_PASSAGE_
# # # #
The building’s fate had hung in the balance since the state government announced a new $1.5 billion hospital would be built on the other side of Footscray, paving the way for a redevelopment of the existing site.

But Heritage Council of Victoria has saved the squat, four-storey building, awarding it protection.

The Footscray Psychiatric Centre later known as the Footscray Psychiatric Hospital.

The Footscray Psychiatric Centre later known as the Footscray Psychiatric Hospital.Credit:Chris Hopkins

‘‘The intact features … contribute to an understanding of the regionalisation of mental health treatment, the shift away from asylums and large institutions [and] the shift towards … smaller-scale centres located close to other health services,’’ its decision said.

It also determined the building, used as a psychiatric hospital from 1977 to 1996, to be ‘‘a striking, prominent, highly intact and notable example of a Brutalist building’’.
# # # #
_ACTIVITY_
Update the stretch of the Footscray building passage from "The building’s fate" through "the existing site.", putting "sale" in place of "redevelopment".

_DATA SHOWN_
# # # #
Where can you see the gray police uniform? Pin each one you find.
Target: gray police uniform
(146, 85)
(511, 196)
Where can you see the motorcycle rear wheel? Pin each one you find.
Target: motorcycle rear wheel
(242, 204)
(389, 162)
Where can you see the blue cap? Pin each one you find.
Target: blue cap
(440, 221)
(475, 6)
# # # #
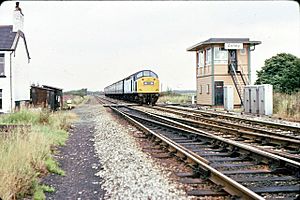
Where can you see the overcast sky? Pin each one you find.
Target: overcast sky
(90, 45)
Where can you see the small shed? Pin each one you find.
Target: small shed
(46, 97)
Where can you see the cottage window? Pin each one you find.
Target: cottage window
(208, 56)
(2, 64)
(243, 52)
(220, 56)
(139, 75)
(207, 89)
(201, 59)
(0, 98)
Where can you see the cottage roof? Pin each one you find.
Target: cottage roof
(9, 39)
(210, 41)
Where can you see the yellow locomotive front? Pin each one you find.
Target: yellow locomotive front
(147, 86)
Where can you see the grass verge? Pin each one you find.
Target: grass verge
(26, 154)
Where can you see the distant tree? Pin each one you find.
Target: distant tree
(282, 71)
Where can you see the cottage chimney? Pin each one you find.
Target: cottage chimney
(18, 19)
# # # #
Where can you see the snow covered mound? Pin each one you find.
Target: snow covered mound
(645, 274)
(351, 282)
# # # #
_RESPONSE TO THE TASK_
The building’s fate had hung in the balance since the state government announced a new $1.5 billion hospital would be built on the other side of Footscray, paving the way for a sale of the existing site.